- [Short problem] Extract each line of the listing below that contains the string "around", and copy those lines unchanged.

- [Supplied data]
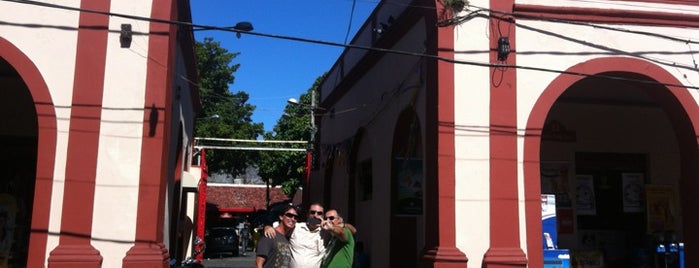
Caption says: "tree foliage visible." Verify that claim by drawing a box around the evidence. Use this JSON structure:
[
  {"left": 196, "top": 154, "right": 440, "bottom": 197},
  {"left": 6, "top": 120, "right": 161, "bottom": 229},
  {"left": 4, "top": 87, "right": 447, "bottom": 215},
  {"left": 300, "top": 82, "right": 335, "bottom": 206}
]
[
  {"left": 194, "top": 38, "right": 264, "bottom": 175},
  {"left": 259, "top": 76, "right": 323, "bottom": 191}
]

...

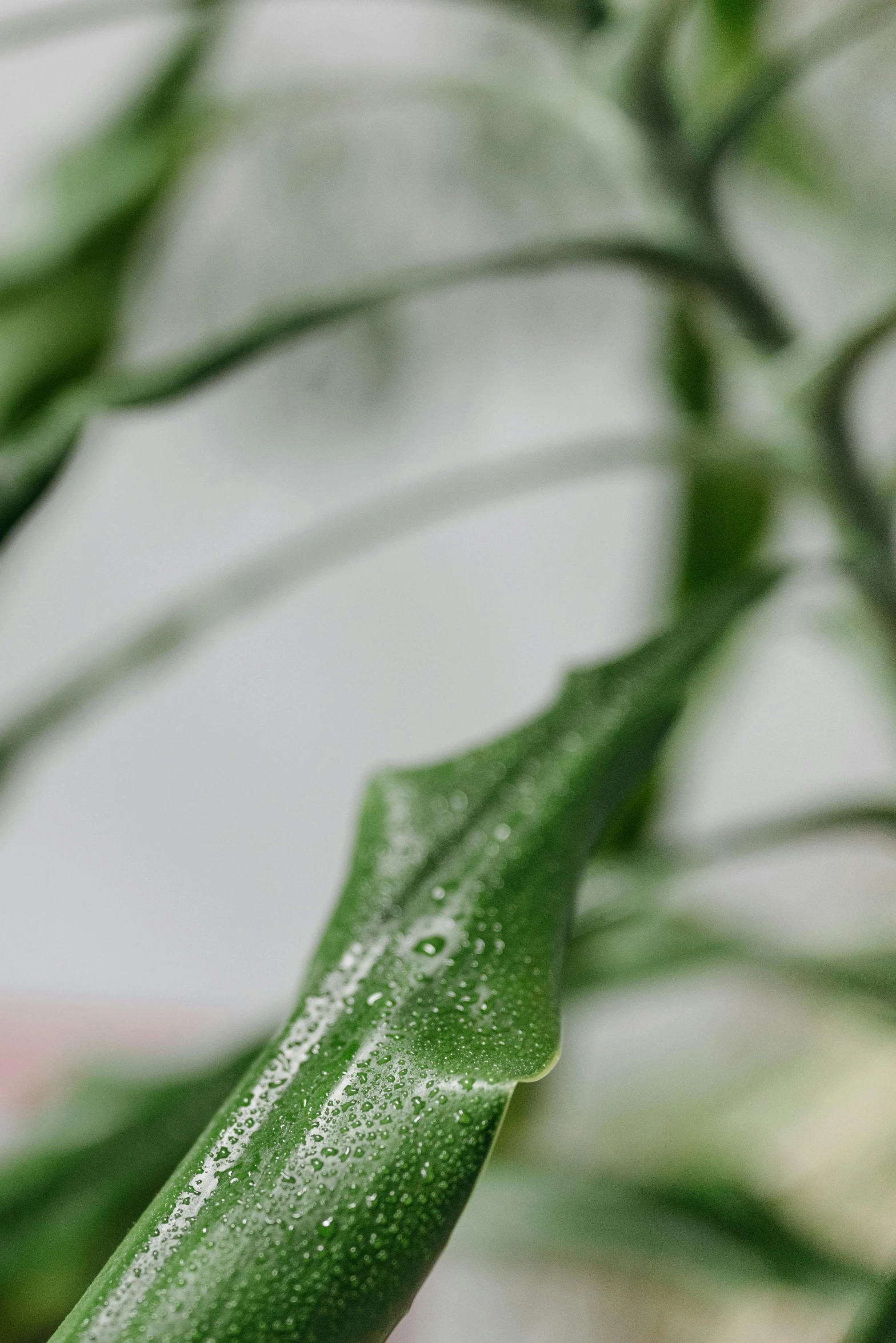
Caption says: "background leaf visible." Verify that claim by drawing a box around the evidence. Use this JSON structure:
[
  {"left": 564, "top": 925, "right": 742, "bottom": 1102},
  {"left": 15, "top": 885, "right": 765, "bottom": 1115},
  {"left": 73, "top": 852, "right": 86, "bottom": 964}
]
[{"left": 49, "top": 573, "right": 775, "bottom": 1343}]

...

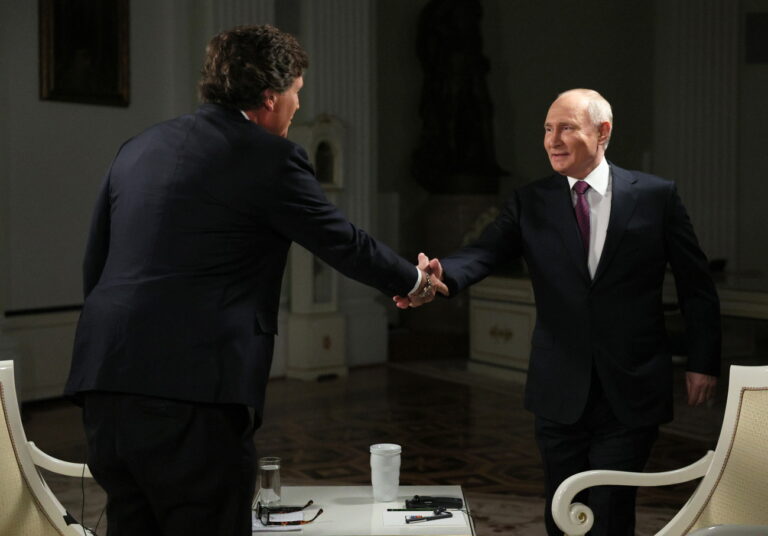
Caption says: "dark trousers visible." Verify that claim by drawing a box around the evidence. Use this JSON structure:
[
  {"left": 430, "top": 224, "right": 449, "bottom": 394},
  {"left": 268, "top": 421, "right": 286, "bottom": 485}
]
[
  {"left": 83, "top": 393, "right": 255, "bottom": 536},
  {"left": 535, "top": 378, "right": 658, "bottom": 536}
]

- [Solution to the exercise]
Caption says: "tree foliage visible." Verify that claim by drawing a box around the evidence. Use this JSON structure:
Caption says: "background leaf visible." Verify that claim by drawing a box around the evidence. Use this JSON structure:
Caption says: "dark trousers visible." Verify that claim by drawing a box around the evidence. Use this JSON structure:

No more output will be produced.